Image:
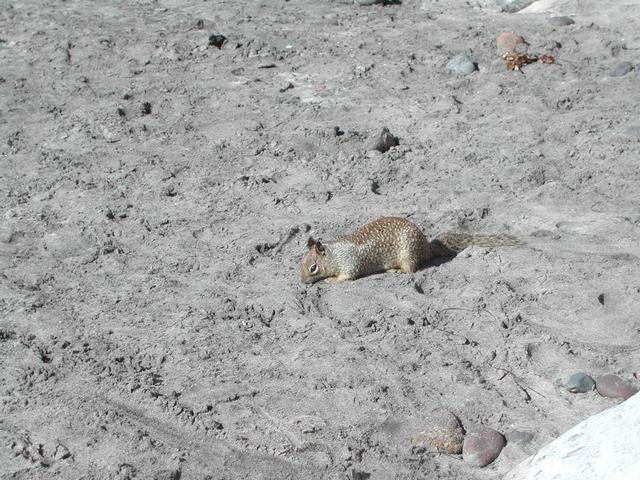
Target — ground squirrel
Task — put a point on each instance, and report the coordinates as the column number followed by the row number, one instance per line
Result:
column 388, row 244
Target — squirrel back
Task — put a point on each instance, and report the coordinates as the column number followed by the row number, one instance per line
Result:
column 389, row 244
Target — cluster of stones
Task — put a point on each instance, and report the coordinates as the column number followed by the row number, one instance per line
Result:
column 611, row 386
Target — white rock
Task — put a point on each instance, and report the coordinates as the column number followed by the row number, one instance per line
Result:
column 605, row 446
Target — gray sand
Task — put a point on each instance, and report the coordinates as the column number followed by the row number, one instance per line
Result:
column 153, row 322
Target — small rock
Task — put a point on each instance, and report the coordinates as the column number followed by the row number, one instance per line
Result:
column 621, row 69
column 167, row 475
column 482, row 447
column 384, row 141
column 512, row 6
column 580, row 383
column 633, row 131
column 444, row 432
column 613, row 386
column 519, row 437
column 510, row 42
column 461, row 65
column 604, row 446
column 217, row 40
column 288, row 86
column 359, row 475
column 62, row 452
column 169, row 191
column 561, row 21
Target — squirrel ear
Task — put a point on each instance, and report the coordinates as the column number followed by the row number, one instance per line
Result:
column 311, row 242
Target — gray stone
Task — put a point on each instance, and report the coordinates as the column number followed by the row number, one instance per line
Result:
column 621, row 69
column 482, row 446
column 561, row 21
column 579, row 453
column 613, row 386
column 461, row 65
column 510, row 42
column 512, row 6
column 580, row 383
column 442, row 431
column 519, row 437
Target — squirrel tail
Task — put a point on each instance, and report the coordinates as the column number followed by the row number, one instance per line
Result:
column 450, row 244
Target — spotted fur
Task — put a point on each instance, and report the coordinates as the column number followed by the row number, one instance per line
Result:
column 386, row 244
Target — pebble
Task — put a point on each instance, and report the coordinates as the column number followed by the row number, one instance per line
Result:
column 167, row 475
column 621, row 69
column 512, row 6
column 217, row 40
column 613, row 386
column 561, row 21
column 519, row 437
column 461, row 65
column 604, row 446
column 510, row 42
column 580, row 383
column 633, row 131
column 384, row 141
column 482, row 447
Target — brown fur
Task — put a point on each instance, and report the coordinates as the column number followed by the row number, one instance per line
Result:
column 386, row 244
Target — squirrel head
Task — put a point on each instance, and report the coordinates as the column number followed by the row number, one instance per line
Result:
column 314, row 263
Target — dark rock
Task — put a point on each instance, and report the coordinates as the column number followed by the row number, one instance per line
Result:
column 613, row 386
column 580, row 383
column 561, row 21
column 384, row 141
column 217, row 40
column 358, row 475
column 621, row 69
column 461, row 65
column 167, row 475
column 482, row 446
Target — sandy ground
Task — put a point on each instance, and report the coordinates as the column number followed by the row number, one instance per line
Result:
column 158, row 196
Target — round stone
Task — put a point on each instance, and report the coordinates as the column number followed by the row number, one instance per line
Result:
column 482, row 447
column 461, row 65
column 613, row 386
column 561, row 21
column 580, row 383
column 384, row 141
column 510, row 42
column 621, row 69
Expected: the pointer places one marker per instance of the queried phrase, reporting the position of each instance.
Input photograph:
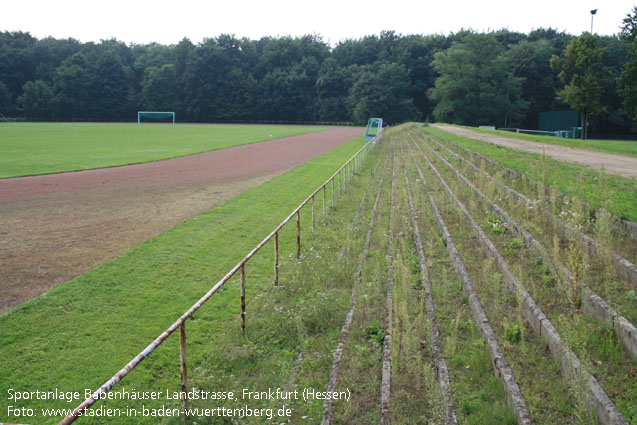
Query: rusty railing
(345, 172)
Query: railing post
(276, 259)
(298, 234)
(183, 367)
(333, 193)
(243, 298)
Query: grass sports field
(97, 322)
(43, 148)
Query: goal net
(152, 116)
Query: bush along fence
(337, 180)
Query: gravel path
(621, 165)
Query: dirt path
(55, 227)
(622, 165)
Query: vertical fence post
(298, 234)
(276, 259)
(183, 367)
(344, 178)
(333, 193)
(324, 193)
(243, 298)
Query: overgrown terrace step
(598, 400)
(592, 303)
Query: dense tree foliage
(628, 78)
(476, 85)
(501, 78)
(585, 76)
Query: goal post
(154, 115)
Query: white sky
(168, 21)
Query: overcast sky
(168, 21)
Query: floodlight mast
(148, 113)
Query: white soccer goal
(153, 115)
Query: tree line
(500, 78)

> _What is being asked_: Exclude every picture and copy the remaining data exactly.

> _Answer to the exercise_:
Image:
Target — ground squirrel
Task — put a point on each instance, and report the coordinates as the column number followed by the row number, one instance per line
Result:
column 388, row 244
Target — squirrel back
Task — put a point on each instance, and report the coordinates as the column number followed by the row number, one instance per line
Result:
column 389, row 244
Target — cluster of stones
Task — put a point on each instance, and report the coordinates as the column number followed by the row number, one instance per line
Result:
column 611, row 386
Target — white rock
Task — put a point on each instance, and report the coordinates as the column number followed by the row number, one instance per line
Result:
column 605, row 446
Target — gray sand
Task — put a point on each instance, and report the coordinates as the column number followed by the row number, one instance per line
Result:
column 153, row 322
Target — small rock
Task — put a point on each instance, and report the coordinates as the column number followed by the row number, one instance per line
Result:
column 621, row 69
column 167, row 475
column 482, row 447
column 384, row 141
column 512, row 6
column 580, row 383
column 633, row 131
column 444, row 432
column 613, row 386
column 519, row 437
column 510, row 42
column 461, row 65
column 604, row 446
column 217, row 40
column 288, row 86
column 359, row 475
column 62, row 452
column 169, row 191
column 561, row 21
Target — squirrel ear
Task — put a point on each instance, and report the coordinates as the column number followed by the row number, one instance per line
Result:
column 311, row 242
Target — gray stone
Task — put a point on each instance, and report the coordinates as the column number followed by the row number, one instance per line
Result:
column 621, row 69
column 482, row 446
column 561, row 21
column 579, row 453
column 613, row 386
column 461, row 65
column 510, row 42
column 512, row 6
column 580, row 383
column 442, row 431
column 519, row 437
Target — squirrel tail
Task — put a point on each instance, and report the coordinates as the column number followed by the row number, one instance per line
Result:
column 450, row 244
Target — spotted fur
Task — put a point on each instance, and report the coordinates as the column number followed by the row number, one instance per line
Result:
column 386, row 244
Target — pebble
Task — put a point on each instance, and report the coordinates as the column number followed by the row number, one instance per line
Result:
column 167, row 475
column 621, row 69
column 512, row 6
column 217, row 40
column 613, row 386
column 561, row 21
column 519, row 437
column 461, row 65
column 604, row 446
column 510, row 42
column 580, row 383
column 633, row 131
column 384, row 141
column 482, row 447
Target — brown fur
Task — put a point on each instance, and report the coordinates as the column number followed by the row number, one instance per line
Result:
column 386, row 244
Target — squirrel head
Task — put a point on each instance, and report the coordinates as the column number followed by the row number, one instance per line
Result:
column 314, row 263
Target — dark rock
Task — put a point on each instance, and report the coordinates as the column number followed by the row number, one instance per line
Result:
column 613, row 386
column 580, row 383
column 561, row 21
column 384, row 141
column 217, row 40
column 358, row 475
column 621, row 69
column 461, row 65
column 167, row 475
column 482, row 446
Target — sandy ground
Task — put a point on each instance, and report the coordinates as the column number followed by the row number, one instance per line
Result:
column 158, row 196
Target — round stone
Task — put a point on each instance, and report the coordinates as the column number followed by the row number, one instance per line
Result:
column 482, row 447
column 461, row 65
column 613, row 386
column 561, row 21
column 580, row 383
column 384, row 141
column 510, row 42
column 621, row 69
Expected: the pointer places one marker per instance of the queried phrase, reporting the position of each instance.
Input photograph:
Query: rusty railing
(345, 172)
Query: railing post
(276, 259)
(298, 234)
(183, 367)
(333, 193)
(243, 298)
Query: grass sports field
(97, 322)
(43, 148)
Query: goal net
(152, 116)
Query: bush along fence
(337, 180)
Query: gravel path
(621, 165)
Query: dirt path
(55, 227)
(622, 165)
Query: vertical fence post
(298, 234)
(276, 259)
(183, 367)
(344, 178)
(333, 193)
(324, 193)
(243, 298)
Query: overgrown terrace step
(598, 400)
(592, 303)
Query: dense tree foliage
(628, 78)
(476, 85)
(501, 78)
(585, 76)
Query: goal post
(154, 115)
Query: white sky
(168, 21)
Query: overcast sky
(168, 21)
Query: floodlight mast
(148, 113)
Query: white soccer goal
(153, 115)
Query: tree line
(500, 78)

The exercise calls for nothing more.